Source records.
☆ ☆ ☆ ☆ ☆ ☆ ☆
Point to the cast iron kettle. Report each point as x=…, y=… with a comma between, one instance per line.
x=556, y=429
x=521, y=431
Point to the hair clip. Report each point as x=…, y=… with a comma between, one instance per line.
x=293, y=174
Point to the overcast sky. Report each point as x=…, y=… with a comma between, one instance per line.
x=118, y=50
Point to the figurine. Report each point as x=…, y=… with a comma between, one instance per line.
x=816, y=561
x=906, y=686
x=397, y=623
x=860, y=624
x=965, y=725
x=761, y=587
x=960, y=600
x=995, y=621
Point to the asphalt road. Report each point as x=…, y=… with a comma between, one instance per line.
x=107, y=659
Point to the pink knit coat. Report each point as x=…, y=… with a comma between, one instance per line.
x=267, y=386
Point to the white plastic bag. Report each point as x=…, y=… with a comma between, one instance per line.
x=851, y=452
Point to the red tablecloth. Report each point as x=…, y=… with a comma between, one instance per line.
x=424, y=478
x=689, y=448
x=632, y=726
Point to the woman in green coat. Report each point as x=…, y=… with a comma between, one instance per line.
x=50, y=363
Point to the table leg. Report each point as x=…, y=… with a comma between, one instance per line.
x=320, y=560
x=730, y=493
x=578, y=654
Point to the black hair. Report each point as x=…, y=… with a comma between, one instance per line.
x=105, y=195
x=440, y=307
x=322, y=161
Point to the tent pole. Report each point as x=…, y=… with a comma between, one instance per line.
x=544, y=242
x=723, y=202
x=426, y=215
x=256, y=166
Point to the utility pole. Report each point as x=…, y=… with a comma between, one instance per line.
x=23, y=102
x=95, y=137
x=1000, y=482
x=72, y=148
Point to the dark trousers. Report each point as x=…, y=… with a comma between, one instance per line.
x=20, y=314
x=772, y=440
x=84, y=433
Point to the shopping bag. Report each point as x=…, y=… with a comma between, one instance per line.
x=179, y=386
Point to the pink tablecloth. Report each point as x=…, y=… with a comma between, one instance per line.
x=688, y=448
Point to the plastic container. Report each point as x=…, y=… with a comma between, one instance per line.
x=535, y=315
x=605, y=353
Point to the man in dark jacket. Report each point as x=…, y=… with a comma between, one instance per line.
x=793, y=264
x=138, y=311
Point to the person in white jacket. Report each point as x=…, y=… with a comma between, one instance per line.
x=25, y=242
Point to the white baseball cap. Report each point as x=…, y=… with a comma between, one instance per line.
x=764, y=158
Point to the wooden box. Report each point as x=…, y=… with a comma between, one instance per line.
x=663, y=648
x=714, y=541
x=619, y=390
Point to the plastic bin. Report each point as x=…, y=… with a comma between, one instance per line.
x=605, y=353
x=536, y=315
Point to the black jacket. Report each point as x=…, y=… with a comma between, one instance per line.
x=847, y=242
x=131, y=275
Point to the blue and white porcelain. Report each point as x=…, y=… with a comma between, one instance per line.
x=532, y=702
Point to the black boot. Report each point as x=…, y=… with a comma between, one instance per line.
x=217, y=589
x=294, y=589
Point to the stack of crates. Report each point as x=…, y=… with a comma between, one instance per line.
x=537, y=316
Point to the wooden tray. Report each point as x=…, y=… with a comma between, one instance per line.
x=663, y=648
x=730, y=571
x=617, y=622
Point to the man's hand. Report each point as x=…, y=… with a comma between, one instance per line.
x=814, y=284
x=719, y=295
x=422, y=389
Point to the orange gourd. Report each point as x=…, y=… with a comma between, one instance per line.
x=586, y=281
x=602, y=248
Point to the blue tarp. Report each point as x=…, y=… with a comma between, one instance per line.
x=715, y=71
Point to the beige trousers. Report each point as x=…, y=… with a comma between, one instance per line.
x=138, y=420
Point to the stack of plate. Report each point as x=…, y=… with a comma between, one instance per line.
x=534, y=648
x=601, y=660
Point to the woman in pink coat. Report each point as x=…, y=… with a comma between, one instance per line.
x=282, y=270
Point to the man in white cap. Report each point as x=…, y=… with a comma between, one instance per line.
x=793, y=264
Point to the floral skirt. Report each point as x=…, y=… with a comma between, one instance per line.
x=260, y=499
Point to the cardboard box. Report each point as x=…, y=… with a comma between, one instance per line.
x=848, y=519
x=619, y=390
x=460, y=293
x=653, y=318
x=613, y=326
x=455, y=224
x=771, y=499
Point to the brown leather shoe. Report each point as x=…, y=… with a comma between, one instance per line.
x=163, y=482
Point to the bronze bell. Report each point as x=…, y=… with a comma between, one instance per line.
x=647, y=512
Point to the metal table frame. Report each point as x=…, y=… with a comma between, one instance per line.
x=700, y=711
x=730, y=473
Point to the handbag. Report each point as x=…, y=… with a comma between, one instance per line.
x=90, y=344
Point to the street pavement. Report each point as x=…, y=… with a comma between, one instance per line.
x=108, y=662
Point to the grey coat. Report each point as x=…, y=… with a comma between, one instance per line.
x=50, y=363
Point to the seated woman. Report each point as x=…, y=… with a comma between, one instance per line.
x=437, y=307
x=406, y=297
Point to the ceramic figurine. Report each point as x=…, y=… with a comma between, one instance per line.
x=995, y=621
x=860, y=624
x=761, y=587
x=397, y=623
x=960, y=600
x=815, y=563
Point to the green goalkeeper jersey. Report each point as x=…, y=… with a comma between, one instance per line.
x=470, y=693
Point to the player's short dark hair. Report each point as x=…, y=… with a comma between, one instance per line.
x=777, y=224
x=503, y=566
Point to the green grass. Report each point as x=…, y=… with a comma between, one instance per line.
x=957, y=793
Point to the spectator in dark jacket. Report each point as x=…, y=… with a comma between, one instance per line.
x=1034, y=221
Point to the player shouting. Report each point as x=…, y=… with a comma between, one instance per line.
☆ ☆ ☆ ☆ ☆ ☆ ☆
Problem to solve.
Write out the records again, exactly as given.

Solution for this exercise.
Point to the cast iron kettle. Report each point as x=…, y=… with a comma between, one instance per line.
x=556, y=429
x=521, y=431
Point to the hair clip. Report each point as x=…, y=… with a comma between, one instance per line.
x=293, y=174
Point to the overcast sky. Report each point as x=…, y=… with a comma between, one instance per line.
x=118, y=50
Point to the figurine. Report each point as x=…, y=… with a comma between, one instance per line.
x=816, y=561
x=906, y=686
x=397, y=623
x=860, y=624
x=965, y=725
x=761, y=587
x=960, y=600
x=995, y=621
Point to the asphalt road. Report each point as x=…, y=… with a comma between, one instance per line.
x=107, y=659
Point to the pink knit coat. Report each point as x=…, y=… with a comma between, one instance per line.
x=267, y=386
Point to the white plastic bag. Report each point as x=…, y=… with a comma between, one instance per line.
x=851, y=452
Point to the red tablecloth. Report each point as x=…, y=… with a comma between, one instance per line.
x=424, y=478
x=689, y=448
x=632, y=726
Point to the woman in green coat. Report each point as x=…, y=… with a comma between, one instance per line.
x=50, y=363
Point to the table leg. Report each point as x=…, y=… with a comma between, one instance per line.
x=320, y=560
x=730, y=493
x=578, y=654
Point to the black hair. Report each point as x=…, y=… with a comma between, one instance per line.
x=105, y=195
x=440, y=307
x=322, y=161
Point to the tent pole. Report each point as x=…, y=… with a comma between, one instance per line.
x=544, y=242
x=723, y=202
x=426, y=215
x=256, y=166
Point to the utility pole. Report each point as x=…, y=… with a comma between, one instance per line.
x=23, y=102
x=95, y=137
x=1000, y=482
x=72, y=148
Point to the dark trousers. Report each point as x=…, y=… with a comma between, one instance per line.
x=20, y=314
x=772, y=440
x=84, y=433
Point to the shopping bag. Report each point as x=…, y=… with a comma between, one instance per line.
x=179, y=386
Point to the pink tablecloth. Report each point as x=…, y=… with a comma between, one instance per line.
x=688, y=448
Point to the plastic container. Report each point as x=…, y=… with a comma between, one instance per line.
x=535, y=315
x=605, y=353
Point to the man in dark jacket. Report each point as x=…, y=… with a comma between, one instance per line.
x=793, y=264
x=138, y=311
Point to the person in white jacket. Report each point as x=…, y=… with a comma between, one instance per line.
x=25, y=242
Point to the white baseball cap. Report each point as x=…, y=… with a comma between, one instance per line.
x=764, y=158
Point to the wooden box. Report each point as x=…, y=… with a comma between, one instance per line.
x=663, y=648
x=714, y=541
x=619, y=390
Point to the plastic bin. Report each point as x=…, y=… with a comma between, one instance per line.
x=605, y=353
x=536, y=315
Point to the black jacket. Report each point as x=…, y=… with a comma between, one instance per line.
x=847, y=242
x=131, y=275
Point to the blue and white porcelain. Report each point as x=…, y=… with a comma between, one instance per line.
x=532, y=702
Point to the black boot. Report each point as x=…, y=… with a comma between, one instance per line.
x=217, y=589
x=294, y=589
Point to the stack of crates. Report each point as x=…, y=… with a comma between, one instance per line.
x=537, y=316
Point to the wooden tray. Report each point as x=…, y=… with a comma between, one instance per line.
x=663, y=648
x=730, y=571
x=617, y=622
Point to the man's hand. Report each point as x=…, y=… with a comma between, one instance per line.
x=814, y=284
x=719, y=295
x=422, y=389
Point to the orange gourd. Report each point as x=…, y=… with a comma between, one instance per line.
x=586, y=281
x=602, y=248
Point to the blue tarp. Report each point as x=…, y=… with a comma between, one instance per line.
x=715, y=71
Point to the beige trousers. Report each point as x=…, y=… with a comma between, one instance per line.
x=138, y=420
Point to the stack of plate. Report each point as x=…, y=… with a comma between, one instance per line.
x=534, y=648
x=601, y=660
Point to the woman in pink coat. Report each point as x=…, y=… with a comma between, one instance per line.
x=282, y=270
Point to the man in white cap. Report each point as x=…, y=… with a comma between, one instance per line.
x=793, y=264
Point to the floral skirt. Report each point as x=…, y=… with a comma between, one instance per line.
x=260, y=499
Point to the cardboard box. Report each point as x=…, y=… with a comma between, one instance per line.
x=848, y=519
x=619, y=390
x=460, y=293
x=653, y=318
x=613, y=326
x=455, y=224
x=771, y=499
Point to the brown leather shoe. Report each point as x=…, y=… with a comma between, one instance per line.
x=163, y=482
Point to the bronze bell. Report each point as x=…, y=… with a comma between, one instance per line.
x=647, y=512
Point to the metal table frame. Report each point as x=…, y=… with a comma between, one instance per line.
x=700, y=711
x=730, y=473
Point to the handbag. Report each point as x=…, y=… with a comma between, one instance per line.
x=90, y=344
Point to the street pavement. Report each point as x=…, y=… with a comma between, one instance per line.
x=108, y=662
Point to the grey coat. Report each point as x=…, y=… with a comma between, one instance per line.
x=50, y=363
Point to the seated woman. Report each point as x=…, y=… with a comma between, one instance per line.
x=437, y=307
x=406, y=297
Point to the ceramic figurine. Report each point as x=…, y=… with a comma between, one instance per line.
x=995, y=621
x=860, y=624
x=761, y=587
x=397, y=623
x=960, y=600
x=815, y=563
Point to the green goalkeeper jersey. Report each point as x=…, y=… with a comma between, one instance per line.
x=470, y=693
Point to the player's short dark hair. Report each point as x=…, y=… with a comma between, one instance per line.
x=777, y=224
x=503, y=566
Point to the green grass. Report each point as x=…, y=… with a comma between, one instance per line.
x=957, y=793
Point to the spectator in dark jacket. Report each point as x=…, y=… with a comma between, one instance per line.
x=1034, y=221
Point to the player shouting. Report each point as x=…, y=… with a comma between, one instance per line.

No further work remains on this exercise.